(Extract Opens)

Post by StrathclydeTaff » Thu Nov 14, 2019 12:46 pm

Something new and curious has happened with my fermenting wort for the second time in succession. In both cases, a standard and healthy looking kraeusen developed 24hrs after pitching yeast (but only 1" high), with a normal dark tide mark developing as it subsided. 36 hrs or so later an additional kraeusen grew above the original to produce a double layer but thicker than the original (~2" high). Temperature control is set at 20C in an insulated box using a standard 30l fermentation bucket for a 23l brew.
I'm brewing using mainly malt extract and crystal malt, with Whitelabs live yeasts. as per usual. The only difference with my last two brews compared to previous brews has been the use of Whitelabs Burton Ale Yeast with a tsp of gypsum (I've been using various other Whitelabs yeasts with good success for some time).

(Extract Closes)
(Data extracts Opens)

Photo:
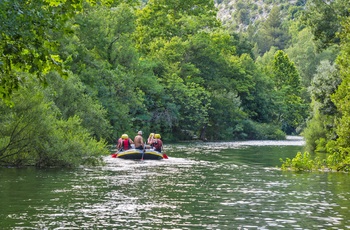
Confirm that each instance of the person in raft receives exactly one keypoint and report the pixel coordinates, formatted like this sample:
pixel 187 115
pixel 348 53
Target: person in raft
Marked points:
pixel 124 143
pixel 157 143
pixel 139 141
pixel 150 139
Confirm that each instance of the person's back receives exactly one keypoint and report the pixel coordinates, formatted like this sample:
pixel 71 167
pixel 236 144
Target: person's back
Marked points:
pixel 138 141
pixel 126 144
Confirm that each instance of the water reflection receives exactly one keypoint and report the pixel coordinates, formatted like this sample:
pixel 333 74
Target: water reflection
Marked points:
pixel 232 185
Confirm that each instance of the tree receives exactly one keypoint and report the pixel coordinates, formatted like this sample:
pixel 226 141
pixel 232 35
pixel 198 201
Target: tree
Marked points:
pixel 287 84
pixel 272 32
pixel 27 41
pixel 324 19
pixel 32 133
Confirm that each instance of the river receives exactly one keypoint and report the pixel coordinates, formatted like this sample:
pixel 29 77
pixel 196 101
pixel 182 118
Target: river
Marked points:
pixel 224 185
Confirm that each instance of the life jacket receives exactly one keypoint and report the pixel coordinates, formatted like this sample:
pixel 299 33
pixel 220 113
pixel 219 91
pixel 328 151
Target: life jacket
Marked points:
pixel 157 144
pixel 125 144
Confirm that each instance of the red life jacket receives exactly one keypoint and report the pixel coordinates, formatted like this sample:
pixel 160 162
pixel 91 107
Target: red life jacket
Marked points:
pixel 157 144
pixel 125 144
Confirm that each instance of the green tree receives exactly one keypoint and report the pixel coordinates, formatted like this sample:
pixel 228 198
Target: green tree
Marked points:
pixel 324 20
pixel 33 134
pixel 27 39
pixel 287 83
pixel 272 32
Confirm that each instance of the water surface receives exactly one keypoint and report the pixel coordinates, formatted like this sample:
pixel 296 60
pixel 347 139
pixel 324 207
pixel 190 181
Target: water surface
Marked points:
pixel 230 185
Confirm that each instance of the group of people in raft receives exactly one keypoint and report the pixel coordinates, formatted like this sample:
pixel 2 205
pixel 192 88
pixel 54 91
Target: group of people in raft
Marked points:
pixel 154 142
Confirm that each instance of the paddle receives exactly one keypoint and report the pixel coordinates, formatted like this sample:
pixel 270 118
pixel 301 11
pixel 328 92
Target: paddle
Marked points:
pixel 114 155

(Data extracts Closes)

Prompt 1
Answer these questions from the brewing post:
(a) How high was the first kraeusen?
(b) At what temperature is the temperature control set?
(c) Which yeast did the writer use for the last two brews?
Prompt 2
Explain in one to three sentences why the writer of the brewing post points to the Burton Ale Yeast and the gypsum.
Prompt 3
Duplicate the part of the brewing post starting at "Something new and" and ending at "for some time).".

Exercise solution 1
(a) About 1" high.
(b) 20C.
(c) Whitelabs Burton Ale Yeast.

Exercise solution 2
The writer points to them because they are the only difference between the last two brews and previous brews. Before these brews, the writer had been using various other Whitelabs yeasts with good success for some time.

Exercise solution 3
Something new and curious has happened with my fermenting wort for the second time in succession. In both cases, a standard and healthy looking kraeusen developed 24hrs after pitching yeast (but only 1" high), with a normal dark tide mark developing as it subsided. 36 hrs or so later an additional kraeusen grew above the original to produce a double layer but thicker than the original (~2" high). Temperature control is set at 20C in an insulated box using a standard 30l fermentation bucket for a 23l brew.
I'm brewing using mainly malt extract and crystal malt, with Whitelabs live yeasts. as per usual. The only difference with my last two brews compared to previous brews has been the use of Whitelabs Burton Ale Yeast with a tsp of gypsum (I've been using various other Whitelabs yeasts with good success for some time).